> _STATED PROBLEM_
Copy out verbatim the section of the rows below that opens with the line containing "In the photo above, where can the roof" and closes with the line containing "pixel 8 234", with both of those lines included.

Dataset excerpt
________

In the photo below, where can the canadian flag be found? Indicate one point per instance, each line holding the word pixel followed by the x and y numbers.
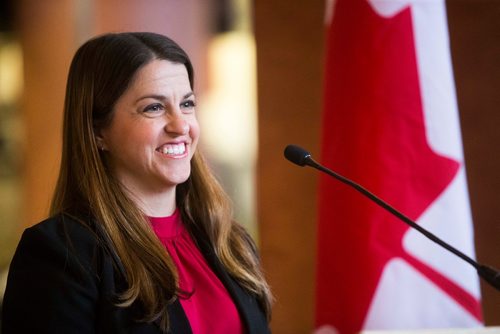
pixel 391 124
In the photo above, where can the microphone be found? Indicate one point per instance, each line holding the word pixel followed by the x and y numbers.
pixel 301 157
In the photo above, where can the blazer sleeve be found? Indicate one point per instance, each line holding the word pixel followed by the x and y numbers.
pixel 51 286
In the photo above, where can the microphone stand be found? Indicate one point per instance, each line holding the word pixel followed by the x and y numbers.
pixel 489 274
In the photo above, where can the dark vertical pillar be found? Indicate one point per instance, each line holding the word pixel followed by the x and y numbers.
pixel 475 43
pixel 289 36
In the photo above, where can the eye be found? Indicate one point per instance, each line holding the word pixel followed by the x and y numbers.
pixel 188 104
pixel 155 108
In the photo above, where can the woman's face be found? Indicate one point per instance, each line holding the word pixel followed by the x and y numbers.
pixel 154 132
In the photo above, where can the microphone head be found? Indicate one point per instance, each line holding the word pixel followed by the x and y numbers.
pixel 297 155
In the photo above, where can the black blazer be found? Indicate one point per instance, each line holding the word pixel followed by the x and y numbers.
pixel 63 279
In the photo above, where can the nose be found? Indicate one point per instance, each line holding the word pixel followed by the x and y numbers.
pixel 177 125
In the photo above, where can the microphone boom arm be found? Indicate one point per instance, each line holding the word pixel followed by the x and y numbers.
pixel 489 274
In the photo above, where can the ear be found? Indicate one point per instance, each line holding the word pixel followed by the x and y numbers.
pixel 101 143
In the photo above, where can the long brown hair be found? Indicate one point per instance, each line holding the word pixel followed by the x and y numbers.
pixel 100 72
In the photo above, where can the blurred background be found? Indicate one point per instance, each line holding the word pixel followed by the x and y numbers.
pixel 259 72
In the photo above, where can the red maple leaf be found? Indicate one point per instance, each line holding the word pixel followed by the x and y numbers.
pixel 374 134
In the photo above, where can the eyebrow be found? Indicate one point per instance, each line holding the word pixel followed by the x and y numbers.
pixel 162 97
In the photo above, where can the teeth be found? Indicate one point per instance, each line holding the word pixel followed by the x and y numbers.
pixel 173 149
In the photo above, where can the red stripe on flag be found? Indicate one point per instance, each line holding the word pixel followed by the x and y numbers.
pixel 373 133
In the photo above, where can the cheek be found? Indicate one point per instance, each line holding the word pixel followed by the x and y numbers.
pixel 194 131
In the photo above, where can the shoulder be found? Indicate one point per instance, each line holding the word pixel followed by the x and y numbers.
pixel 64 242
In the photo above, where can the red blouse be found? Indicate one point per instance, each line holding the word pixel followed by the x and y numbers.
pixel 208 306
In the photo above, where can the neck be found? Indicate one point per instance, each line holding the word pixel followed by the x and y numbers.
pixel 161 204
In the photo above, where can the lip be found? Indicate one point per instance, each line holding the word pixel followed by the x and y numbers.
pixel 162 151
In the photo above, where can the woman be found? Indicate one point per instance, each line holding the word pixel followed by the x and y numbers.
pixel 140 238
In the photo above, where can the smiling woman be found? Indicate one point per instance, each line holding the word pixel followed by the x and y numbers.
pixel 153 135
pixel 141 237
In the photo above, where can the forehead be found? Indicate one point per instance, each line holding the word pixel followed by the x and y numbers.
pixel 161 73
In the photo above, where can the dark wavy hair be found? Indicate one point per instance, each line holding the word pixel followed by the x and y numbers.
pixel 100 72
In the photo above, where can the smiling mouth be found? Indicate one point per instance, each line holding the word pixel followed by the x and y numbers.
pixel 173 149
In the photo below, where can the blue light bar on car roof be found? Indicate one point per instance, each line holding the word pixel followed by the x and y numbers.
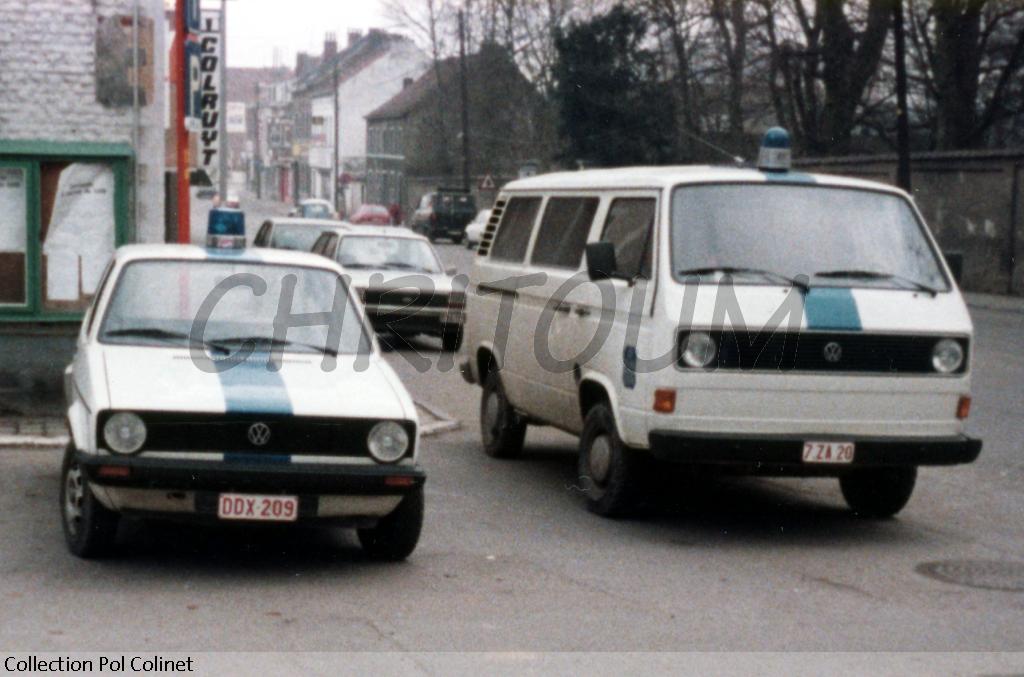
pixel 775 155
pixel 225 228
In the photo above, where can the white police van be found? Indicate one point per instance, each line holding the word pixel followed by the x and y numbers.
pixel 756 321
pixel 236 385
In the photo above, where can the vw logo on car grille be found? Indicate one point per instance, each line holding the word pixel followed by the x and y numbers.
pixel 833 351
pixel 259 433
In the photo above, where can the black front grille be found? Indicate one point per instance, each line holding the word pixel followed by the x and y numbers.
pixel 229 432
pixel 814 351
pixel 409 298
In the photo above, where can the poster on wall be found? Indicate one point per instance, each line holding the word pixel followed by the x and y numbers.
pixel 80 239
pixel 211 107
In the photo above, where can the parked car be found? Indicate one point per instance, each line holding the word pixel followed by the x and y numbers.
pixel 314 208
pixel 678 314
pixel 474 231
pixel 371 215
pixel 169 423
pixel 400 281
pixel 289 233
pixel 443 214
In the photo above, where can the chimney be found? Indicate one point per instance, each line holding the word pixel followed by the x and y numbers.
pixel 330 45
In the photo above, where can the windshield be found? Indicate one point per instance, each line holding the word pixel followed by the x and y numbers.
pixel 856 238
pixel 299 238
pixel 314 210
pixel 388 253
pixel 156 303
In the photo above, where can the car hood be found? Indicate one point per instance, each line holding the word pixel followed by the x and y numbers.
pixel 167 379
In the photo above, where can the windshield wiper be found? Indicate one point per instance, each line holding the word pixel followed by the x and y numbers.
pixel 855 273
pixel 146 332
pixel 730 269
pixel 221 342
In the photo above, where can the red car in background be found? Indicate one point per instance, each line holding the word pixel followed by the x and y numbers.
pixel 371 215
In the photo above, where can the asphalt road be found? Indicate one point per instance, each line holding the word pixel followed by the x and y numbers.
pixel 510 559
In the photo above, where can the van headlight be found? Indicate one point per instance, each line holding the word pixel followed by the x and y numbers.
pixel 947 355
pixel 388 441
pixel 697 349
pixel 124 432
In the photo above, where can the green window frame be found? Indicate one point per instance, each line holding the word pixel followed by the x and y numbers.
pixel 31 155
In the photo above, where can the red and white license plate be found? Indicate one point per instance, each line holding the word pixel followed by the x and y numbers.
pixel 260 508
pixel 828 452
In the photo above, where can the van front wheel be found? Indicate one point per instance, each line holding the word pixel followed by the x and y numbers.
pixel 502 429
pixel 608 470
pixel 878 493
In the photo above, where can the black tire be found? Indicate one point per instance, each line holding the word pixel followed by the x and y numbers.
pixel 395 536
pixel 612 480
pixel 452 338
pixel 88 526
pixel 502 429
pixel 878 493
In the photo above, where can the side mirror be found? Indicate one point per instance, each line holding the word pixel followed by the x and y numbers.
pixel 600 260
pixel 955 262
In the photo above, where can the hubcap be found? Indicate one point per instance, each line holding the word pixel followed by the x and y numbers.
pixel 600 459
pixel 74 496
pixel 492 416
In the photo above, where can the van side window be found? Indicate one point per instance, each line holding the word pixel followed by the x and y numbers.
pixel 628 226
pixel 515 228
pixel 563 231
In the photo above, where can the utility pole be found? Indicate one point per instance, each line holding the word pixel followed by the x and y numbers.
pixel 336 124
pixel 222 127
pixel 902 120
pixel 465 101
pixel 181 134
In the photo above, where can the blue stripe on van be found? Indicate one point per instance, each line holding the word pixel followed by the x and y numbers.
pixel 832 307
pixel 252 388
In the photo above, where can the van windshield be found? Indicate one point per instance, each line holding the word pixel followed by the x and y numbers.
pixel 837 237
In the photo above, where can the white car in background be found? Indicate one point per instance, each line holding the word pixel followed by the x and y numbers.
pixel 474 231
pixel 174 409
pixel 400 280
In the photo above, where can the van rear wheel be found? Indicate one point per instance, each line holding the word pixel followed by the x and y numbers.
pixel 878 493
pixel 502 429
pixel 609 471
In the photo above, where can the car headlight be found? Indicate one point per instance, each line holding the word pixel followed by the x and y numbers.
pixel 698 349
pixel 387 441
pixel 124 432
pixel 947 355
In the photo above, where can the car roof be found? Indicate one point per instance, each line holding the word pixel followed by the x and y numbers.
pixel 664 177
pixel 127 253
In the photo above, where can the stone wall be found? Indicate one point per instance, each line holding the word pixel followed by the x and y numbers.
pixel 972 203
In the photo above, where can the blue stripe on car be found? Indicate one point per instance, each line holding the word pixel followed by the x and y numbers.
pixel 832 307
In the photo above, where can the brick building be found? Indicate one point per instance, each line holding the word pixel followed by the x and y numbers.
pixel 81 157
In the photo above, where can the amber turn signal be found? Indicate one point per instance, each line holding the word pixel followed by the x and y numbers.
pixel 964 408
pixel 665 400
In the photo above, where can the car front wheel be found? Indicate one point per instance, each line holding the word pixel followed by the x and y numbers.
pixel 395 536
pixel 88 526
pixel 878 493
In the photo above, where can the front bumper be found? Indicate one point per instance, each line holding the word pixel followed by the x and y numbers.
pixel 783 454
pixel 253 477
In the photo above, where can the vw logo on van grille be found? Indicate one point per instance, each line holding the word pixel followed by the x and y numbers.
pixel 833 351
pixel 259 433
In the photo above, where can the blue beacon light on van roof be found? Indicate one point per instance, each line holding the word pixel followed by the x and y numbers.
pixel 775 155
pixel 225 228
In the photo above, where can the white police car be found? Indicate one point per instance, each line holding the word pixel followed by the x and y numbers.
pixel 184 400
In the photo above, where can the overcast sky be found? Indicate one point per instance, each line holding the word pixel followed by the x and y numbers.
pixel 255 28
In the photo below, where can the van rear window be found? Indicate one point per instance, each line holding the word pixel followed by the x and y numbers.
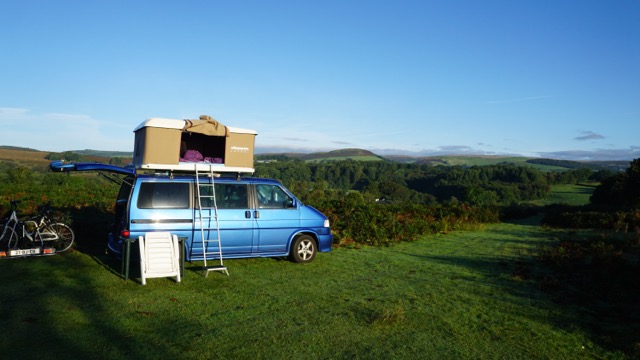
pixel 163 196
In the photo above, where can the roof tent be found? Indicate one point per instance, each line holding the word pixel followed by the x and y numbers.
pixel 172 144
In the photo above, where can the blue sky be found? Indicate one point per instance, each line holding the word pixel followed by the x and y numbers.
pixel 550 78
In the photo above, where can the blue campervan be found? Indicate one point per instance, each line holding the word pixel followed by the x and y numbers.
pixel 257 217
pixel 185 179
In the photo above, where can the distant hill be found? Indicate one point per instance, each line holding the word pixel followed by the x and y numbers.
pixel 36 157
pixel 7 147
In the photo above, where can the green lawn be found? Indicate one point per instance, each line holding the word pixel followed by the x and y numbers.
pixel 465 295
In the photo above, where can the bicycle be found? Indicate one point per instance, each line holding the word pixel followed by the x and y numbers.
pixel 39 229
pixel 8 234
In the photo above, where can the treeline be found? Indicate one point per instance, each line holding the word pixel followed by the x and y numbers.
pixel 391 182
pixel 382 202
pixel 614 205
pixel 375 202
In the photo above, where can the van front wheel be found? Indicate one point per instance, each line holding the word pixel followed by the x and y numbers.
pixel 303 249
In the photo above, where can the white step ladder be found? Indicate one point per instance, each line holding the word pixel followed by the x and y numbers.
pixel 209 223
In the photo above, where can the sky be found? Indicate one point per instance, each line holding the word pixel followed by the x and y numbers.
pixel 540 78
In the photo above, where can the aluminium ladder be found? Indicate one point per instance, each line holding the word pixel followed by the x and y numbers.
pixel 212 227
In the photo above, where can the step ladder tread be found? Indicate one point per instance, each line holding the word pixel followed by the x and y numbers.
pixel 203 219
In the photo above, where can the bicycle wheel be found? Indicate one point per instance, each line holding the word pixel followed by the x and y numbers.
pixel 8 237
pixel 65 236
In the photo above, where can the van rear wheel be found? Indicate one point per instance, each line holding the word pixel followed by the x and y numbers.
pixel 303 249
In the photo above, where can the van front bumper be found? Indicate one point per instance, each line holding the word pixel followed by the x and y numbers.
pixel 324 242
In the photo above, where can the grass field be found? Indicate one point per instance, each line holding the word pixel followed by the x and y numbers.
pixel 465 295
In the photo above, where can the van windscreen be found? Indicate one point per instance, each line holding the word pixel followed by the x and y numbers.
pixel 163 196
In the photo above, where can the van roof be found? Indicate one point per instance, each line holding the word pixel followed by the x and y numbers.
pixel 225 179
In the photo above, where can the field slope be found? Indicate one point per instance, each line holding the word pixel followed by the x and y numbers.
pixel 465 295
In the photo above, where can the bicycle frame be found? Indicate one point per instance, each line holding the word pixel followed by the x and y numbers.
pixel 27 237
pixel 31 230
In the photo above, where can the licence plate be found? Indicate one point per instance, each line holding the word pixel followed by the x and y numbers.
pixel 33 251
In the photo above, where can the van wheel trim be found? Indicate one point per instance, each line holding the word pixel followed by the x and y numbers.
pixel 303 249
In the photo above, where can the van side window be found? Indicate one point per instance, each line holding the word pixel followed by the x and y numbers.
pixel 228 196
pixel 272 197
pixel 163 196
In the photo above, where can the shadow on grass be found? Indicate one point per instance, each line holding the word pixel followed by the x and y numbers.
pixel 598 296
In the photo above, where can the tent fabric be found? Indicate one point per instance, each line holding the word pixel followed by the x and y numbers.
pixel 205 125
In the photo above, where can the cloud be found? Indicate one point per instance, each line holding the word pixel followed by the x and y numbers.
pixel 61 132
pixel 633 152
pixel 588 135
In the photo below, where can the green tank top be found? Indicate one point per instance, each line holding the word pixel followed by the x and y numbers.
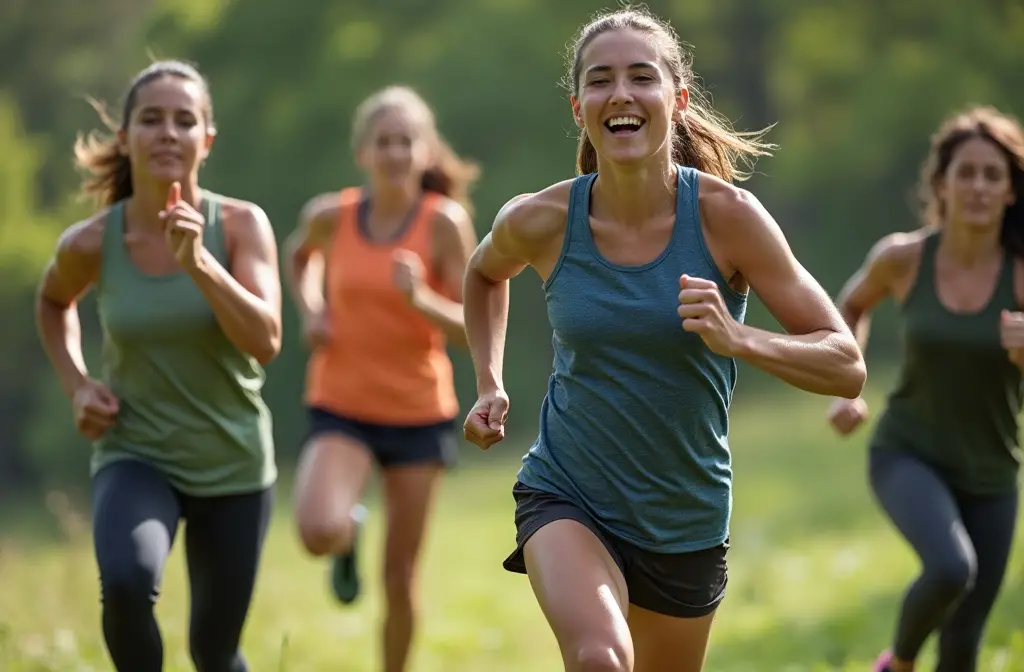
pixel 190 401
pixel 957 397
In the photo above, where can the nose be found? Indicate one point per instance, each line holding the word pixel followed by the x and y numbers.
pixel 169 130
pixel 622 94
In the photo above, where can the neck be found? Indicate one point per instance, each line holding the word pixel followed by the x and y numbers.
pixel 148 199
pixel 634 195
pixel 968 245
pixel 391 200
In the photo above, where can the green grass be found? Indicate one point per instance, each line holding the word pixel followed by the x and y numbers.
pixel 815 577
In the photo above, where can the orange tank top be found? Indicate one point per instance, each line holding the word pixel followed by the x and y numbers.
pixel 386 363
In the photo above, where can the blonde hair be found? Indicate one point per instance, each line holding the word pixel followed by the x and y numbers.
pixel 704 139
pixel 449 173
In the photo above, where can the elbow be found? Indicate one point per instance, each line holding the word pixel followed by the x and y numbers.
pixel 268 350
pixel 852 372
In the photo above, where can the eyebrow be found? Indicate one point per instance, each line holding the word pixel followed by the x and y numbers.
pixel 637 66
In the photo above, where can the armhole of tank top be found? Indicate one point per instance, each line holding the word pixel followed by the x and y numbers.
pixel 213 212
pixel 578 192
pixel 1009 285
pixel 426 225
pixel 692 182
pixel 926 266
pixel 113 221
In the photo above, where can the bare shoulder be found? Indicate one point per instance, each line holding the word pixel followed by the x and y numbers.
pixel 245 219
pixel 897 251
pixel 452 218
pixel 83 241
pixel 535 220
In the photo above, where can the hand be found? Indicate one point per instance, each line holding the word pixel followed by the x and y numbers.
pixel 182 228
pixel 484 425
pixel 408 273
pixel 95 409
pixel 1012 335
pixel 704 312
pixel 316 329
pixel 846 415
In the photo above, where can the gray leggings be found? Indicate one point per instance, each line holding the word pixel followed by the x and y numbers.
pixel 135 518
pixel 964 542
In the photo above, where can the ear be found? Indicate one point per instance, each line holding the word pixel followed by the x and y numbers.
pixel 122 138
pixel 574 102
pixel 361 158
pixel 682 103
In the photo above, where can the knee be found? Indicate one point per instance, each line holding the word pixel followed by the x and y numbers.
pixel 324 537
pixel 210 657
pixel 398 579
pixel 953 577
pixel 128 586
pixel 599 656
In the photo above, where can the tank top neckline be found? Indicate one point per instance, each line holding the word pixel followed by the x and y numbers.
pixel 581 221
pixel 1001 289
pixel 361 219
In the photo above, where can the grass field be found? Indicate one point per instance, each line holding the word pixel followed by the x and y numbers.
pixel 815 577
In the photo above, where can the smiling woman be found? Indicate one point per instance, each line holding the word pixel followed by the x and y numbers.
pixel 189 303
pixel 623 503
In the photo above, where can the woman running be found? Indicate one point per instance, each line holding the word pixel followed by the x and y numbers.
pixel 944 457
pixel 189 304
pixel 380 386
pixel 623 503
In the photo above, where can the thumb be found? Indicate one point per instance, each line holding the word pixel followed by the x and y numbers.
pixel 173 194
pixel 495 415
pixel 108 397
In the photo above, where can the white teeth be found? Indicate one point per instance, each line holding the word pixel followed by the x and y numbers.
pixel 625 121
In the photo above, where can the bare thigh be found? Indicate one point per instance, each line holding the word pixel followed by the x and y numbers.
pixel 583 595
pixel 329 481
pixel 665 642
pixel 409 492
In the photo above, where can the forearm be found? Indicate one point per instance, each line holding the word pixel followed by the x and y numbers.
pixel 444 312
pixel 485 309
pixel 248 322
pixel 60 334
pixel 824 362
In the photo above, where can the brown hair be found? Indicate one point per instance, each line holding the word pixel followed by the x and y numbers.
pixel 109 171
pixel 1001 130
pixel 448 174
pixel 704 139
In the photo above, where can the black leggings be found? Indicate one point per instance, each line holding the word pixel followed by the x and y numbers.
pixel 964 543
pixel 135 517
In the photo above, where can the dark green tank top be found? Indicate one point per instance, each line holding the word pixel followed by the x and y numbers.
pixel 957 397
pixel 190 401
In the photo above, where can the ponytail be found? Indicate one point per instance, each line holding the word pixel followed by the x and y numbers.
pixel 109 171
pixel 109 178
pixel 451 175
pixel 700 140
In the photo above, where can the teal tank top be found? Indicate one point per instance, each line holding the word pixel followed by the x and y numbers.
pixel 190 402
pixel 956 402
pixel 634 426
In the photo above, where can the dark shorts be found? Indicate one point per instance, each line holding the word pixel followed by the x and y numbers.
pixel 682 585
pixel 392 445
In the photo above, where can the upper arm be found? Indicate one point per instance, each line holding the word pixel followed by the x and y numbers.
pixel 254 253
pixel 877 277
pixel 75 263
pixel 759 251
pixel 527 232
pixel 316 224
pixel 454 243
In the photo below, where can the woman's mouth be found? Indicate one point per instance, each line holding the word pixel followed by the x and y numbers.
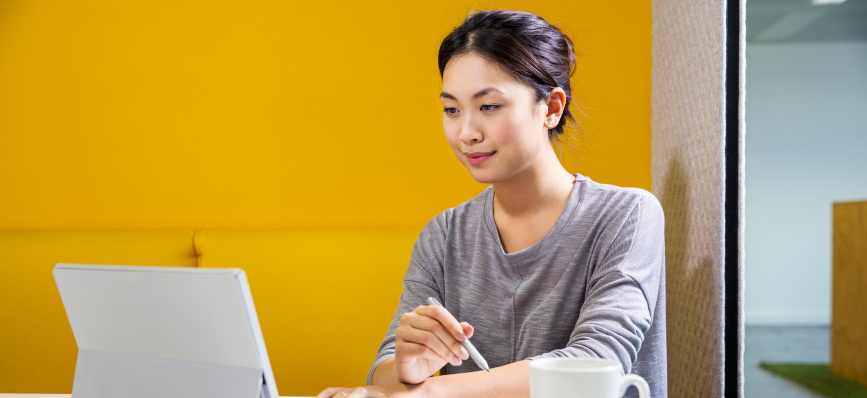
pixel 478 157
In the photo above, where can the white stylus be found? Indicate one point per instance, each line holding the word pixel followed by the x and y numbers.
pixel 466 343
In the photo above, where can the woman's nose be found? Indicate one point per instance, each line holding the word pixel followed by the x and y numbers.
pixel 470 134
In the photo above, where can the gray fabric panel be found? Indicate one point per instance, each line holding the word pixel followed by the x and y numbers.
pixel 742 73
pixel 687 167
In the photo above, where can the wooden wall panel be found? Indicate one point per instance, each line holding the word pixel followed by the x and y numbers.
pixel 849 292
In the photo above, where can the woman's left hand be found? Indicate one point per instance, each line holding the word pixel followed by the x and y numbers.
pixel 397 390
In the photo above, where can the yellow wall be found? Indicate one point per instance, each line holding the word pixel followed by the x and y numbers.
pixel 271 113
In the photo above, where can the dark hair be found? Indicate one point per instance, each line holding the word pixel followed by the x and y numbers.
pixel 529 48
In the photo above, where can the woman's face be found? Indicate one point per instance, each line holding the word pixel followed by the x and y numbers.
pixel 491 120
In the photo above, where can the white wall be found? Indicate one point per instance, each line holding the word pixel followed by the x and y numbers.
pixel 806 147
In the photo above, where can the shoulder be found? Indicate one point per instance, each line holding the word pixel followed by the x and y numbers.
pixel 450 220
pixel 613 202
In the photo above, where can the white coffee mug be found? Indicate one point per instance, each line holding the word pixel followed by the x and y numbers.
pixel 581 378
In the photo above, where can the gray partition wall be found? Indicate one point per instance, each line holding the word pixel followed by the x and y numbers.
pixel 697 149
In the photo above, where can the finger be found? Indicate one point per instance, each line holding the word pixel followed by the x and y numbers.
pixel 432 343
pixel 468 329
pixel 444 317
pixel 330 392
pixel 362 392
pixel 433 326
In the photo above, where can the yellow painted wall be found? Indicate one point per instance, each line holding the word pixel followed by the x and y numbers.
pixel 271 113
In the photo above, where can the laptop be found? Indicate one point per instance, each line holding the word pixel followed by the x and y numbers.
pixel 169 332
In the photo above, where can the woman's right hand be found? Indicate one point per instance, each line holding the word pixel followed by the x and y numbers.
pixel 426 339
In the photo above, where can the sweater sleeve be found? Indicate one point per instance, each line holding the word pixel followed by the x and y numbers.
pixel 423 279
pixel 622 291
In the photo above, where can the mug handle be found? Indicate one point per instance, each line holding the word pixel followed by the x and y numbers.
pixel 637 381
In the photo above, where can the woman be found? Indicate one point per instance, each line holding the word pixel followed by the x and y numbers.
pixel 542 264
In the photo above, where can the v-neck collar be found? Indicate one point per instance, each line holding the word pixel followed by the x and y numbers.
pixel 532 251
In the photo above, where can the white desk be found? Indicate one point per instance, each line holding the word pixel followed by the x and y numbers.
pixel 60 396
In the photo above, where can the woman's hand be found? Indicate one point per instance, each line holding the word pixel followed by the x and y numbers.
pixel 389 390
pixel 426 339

________

> _PROBLEM SOLUTION_
In the photo above, where can the roof tent be found? Indicate one point per instance, each line holding the word pixel followed by the x and y numbers.
pixel 172 144
In the photo above, where can the blue sky be found? Indicate one point per instance, each line holding the word pixel followed by the x and y numbers.
pixel 550 78
In the photo above, where can the blue campervan be found? Indicate one point per instance, each line holding the word pixel followed by the x and y numbers.
pixel 257 217
pixel 185 179
In the photo above, where can the distant hill be found? Indicate one point per instance, each line holding the word pixel followed by the x and y numbers.
pixel 36 157
pixel 7 147
In the photo above, where can the green lawn be found? Indicate one point per instance, each line holding the word pixel followed by the x and y numbers.
pixel 465 295
In the photo above, where can the bicycle be found? Indicate one point per instance, each line holding the word pixel followed by the x and y numbers.
pixel 39 229
pixel 8 234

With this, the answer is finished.